§ Text shown:
Distributor Cap Statements

Wonderful post from DTP. I'm not going to even try to excerpt it because it needs to be read in its entirety.

With the spousal unit's return imminent, I've begun to allow myself to think about what it will be like to have him here all the time.

Part of me is scared witless. I've been through enough reintegrations to know - or suspect - that this won't be easy. Some of the worst times in our marriage have occurred after we've been apart for a long time. During a long separation, all the thousand small accommodations one makes to ward off unpredictable outbursts of axe murder slowly come unraveled. Because you've both changed, things that used to be settled all have to be re-negotiated.

It takes real effort to get back to that place where things just hum along; where you're able to understand your spouse's quirks (and where, more importantly, you learn not to be annoying yourself). Living alone, there's no one to annoy and the way you do things seems eminently reasonable. Superior, even.

Add several months of leave during which he'll be home every single day, a retirement, the search for a new career, the strong possibility that we'll be putting our home up for sale and moving I-have-no-idea-where, and you have a veritable stress cocktail.

§ Information supplied:
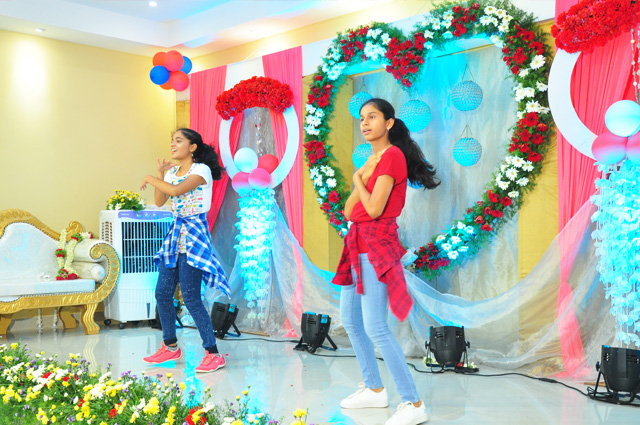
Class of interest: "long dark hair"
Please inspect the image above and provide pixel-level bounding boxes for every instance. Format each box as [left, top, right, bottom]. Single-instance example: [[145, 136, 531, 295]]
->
[[176, 128, 224, 180], [360, 98, 440, 189]]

§ The problem: Continue the post about a spouse's return home after a long separation, starting after its last sentence.

§ Reply:
But if this deployment has taught me anything (and oddly enough, each one does have something to offer in this regard), it has taught me how lucky I have been all these years. I've always been an independent sort. Perhaps too independent.

I need a fair amount of space. And living for 3 decades with someone who ups and leaves for 12 months at a time, you acquire a certain self sufficiency. It's hard to give up the illusion of being in control; to move back into the passenger seat and let someone else drive for a while.

At the same time, I give Dennis enormous credit for being wise enough to see into his bride's heart. We ladies really don't expect you guys to have all the answers.

Sometimes it's just comforting to know that you're there and that whatever the problem du jour is, you'll help us figure it out.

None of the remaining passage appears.